● Written exercise: Reproduce the entries below in full, word for word.

● Record set:
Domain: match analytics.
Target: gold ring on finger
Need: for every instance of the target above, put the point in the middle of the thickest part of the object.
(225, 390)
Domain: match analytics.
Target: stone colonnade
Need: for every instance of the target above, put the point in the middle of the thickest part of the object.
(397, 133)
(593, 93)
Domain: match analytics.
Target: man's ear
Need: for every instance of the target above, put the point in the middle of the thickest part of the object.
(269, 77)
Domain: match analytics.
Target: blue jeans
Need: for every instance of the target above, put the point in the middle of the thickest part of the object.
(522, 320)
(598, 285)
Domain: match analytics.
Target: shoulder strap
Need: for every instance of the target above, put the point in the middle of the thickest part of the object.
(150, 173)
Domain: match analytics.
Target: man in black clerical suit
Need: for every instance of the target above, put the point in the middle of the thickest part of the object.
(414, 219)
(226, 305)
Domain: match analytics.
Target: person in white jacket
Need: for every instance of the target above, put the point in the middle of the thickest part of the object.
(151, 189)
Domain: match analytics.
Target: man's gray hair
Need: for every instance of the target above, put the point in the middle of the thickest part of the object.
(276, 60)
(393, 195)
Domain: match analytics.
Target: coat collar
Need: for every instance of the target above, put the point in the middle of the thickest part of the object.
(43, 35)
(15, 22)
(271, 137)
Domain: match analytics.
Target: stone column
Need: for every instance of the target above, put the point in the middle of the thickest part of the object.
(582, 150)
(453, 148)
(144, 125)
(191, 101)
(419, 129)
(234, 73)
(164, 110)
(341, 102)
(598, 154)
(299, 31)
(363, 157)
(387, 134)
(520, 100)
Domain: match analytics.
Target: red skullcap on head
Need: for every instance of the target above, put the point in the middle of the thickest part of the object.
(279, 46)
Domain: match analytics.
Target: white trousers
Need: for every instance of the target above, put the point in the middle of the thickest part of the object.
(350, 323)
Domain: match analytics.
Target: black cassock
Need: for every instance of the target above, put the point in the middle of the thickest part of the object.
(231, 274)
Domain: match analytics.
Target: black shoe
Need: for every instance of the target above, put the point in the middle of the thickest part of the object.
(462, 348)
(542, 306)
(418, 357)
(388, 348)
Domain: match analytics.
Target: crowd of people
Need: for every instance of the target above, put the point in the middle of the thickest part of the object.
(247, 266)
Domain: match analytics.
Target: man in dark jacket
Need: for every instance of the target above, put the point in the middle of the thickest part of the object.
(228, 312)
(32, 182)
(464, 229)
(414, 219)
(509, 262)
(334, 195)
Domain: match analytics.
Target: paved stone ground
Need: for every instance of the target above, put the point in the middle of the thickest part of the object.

● Finished exercise:
Domain: match analytics.
Target: gold ring on finger
Need: for every instance of the target above, put the point in the middle of the thickest part of the object.
(225, 390)
Domain: match analytics.
Target: stone colonnade
Need: for every instance of the target above, put the point in the middle of the thickest part of the object.
(397, 133)
(593, 93)
Domain: match analytics.
Target: man's ear
Need: for every instance of the target above, put the point in the middle of the thickest part of the object.
(269, 77)
Domain: match analytics.
Target: blue jeans
Need: for every instance of the target above, put the point in the middle of the thickest part of the object.
(522, 320)
(598, 285)
Domain: match analytics.
Target: shoulder strap
Need: for every instance of the target above, put the point in the middle of the thickest part of the object.
(150, 173)
Domain: match analytics.
Target: man in black clerical suit
Need: for every instance of the target above, put the point in the middle of the thickest part of the object.
(414, 219)
(226, 305)
Domain: match analytics.
Target: person in white jacket
Need: for every instance of the target above, put the point in the middle of the thickest part of the object.
(151, 189)
Domain: match analytics.
Target: man's gray hair
Need: for every instance of the target above, put the point in the middle of the thickest part of the object.
(276, 60)
(393, 195)
Domain: match analytics.
Target: coat collar
Need: for every instance of the target above, put the point in the middle of the thickest part of the object.
(43, 35)
(15, 22)
(271, 137)
Domain: match analytics.
Target: stone column
Need: for every instance of the target above, put the point in the middle of the thickest part of the object.
(582, 150)
(453, 148)
(144, 125)
(191, 101)
(419, 129)
(234, 73)
(164, 110)
(341, 102)
(598, 154)
(299, 31)
(363, 157)
(387, 134)
(520, 100)
Domain: match analytics.
Target: red skullcap on head
Need: for every instance of the target above, put the point in the middle of the thickest part of the object.
(279, 46)
Domain: match analytics.
Target: white trousers
Need: for every instance of the target above, put the point in the middle of the thickest part of the object.
(350, 323)
Domain: match analytics.
Target: black cassock
Need: for every instance of the target above, put the point in the middle of the thickest part of the object.
(231, 274)
Domain: match analytics.
Target: black shoe
Need: for every instance of the target above, put the point in the middle of the thickest part of the object.
(462, 348)
(542, 306)
(418, 357)
(388, 348)
Domain: match analytics.
Target: crowd of people
Need: for every instance of the target above, put the point in the middle of the thickest part of the object.
(247, 266)
Domain: match analytics.
Target: man in dark jacket
Need: for every instance of the target above, put the point in the middle of the thickest part of the object.
(228, 312)
(32, 182)
(464, 229)
(414, 219)
(509, 262)
(334, 195)
Domain: match analytics.
Target: paved stone ground
Need: for every instance of the target above, put the point in the middle of the thickest part of the object.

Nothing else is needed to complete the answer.